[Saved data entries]
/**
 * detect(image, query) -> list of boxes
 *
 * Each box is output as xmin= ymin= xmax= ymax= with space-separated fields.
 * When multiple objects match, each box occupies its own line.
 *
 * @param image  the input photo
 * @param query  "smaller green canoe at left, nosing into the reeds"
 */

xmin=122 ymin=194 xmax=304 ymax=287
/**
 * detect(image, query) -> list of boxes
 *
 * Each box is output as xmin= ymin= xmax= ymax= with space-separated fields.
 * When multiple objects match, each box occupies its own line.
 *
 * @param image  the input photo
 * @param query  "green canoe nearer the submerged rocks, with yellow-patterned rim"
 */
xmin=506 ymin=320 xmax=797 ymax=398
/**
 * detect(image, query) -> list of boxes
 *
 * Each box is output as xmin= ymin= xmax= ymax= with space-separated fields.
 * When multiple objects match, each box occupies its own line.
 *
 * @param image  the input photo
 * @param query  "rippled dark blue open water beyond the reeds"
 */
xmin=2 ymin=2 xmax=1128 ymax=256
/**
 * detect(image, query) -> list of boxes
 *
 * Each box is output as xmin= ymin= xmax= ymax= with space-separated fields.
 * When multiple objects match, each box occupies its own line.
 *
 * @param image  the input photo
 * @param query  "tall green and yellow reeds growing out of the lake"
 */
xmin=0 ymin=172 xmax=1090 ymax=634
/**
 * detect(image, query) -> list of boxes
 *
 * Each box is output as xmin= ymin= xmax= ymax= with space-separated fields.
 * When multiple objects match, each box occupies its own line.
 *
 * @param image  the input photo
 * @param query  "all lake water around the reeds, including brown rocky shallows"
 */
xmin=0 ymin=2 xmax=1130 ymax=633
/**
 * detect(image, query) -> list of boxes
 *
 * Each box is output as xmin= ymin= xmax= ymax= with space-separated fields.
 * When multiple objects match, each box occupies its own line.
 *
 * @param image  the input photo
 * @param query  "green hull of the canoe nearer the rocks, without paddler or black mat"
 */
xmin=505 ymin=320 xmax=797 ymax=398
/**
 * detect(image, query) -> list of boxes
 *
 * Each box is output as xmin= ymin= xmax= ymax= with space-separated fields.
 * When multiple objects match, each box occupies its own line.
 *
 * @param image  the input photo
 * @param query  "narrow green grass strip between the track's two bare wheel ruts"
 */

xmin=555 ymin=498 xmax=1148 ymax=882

**WORK INSTRUCTION:**
For each record above, print an exact copy.

**THE COMPLETED TASK:**
/**
 * detect(image, query) -> list of boxes
 *
 * Each box is output as xmin= ymin= xmax= ymax= with space-separated fields.
 * When multiple objects match, each box occupies its own line.
 *
 * @param image  the input photo
 * @param query  "smaller green canoe at left, nosing into the reeds"
 */

xmin=122 ymin=194 xmax=304 ymax=287
/**
 * detect(image, query) -> list of boxes
 *
 * Each box is output as xmin= ymin= xmax= ymax= with space-separated fields.
 * When multiple objects match, each box occupies its own line.
 *
 * @param image  the input photo
 * @param query  "green canoe nearer the submerged rocks, with yellow-patterned rim"
 */
xmin=506 ymin=320 xmax=797 ymax=398
/**
 * detect(image, query) -> list of boxes
 *
 * Each box is output as xmin= ymin= xmax= ymax= with space-separated fields.
 * When multiple objects match, each box occupies its own line.
 *
 * @param image  the input photo
 * @param query  "rippled dark blue open water beyond the reeds"
 */
xmin=2 ymin=2 xmax=1128 ymax=256
/**
 * detect(image, query) -> list of boxes
 *
 * Each box is output as xmin= ymin= xmax= ymax= with space-separated fields.
 * When multiple objects match, each box occupies its own line.
 *
 * @param image  the input photo
 * @param query  "tall green and yellow reeds growing out of the lake"
 */
xmin=0 ymin=172 xmax=1090 ymax=634
/**
 * detect(image, query) -> list of boxes
 *
 * Each box is output as xmin= ymin= xmax= ymax= with space-separated fields.
 * When multiple objects match, each box occupies its own line.
 *
 * @param image  the input photo
 * @param query  "all lake water around the reeds, including brown rocky shallows"
 */
xmin=0 ymin=2 xmax=1130 ymax=633
/**
 * detect(image, query) -> list of boxes
 *
 * Each box is output as xmin= ymin= xmax= ymax= with space-separated fields.
 * When multiple objects match, each box occupies its own line.
 *
 * @param image  the input photo
 * @param query  "green hull of the canoe nearer the rocks, without paddler or black mat"
 */
xmin=505 ymin=320 xmax=797 ymax=398
/**
 * detect(image, query) -> list of boxes
 *
 * Each box is output as xmin= ymin= xmax= ymax= with space-separated fields.
 * When multiple objects match, each box occupies its own line.
 *
 * @param image  the input photo
 * @param query  "narrow green grass strip between the track's two bare wheel ruts"
 */

xmin=555 ymin=498 xmax=1148 ymax=882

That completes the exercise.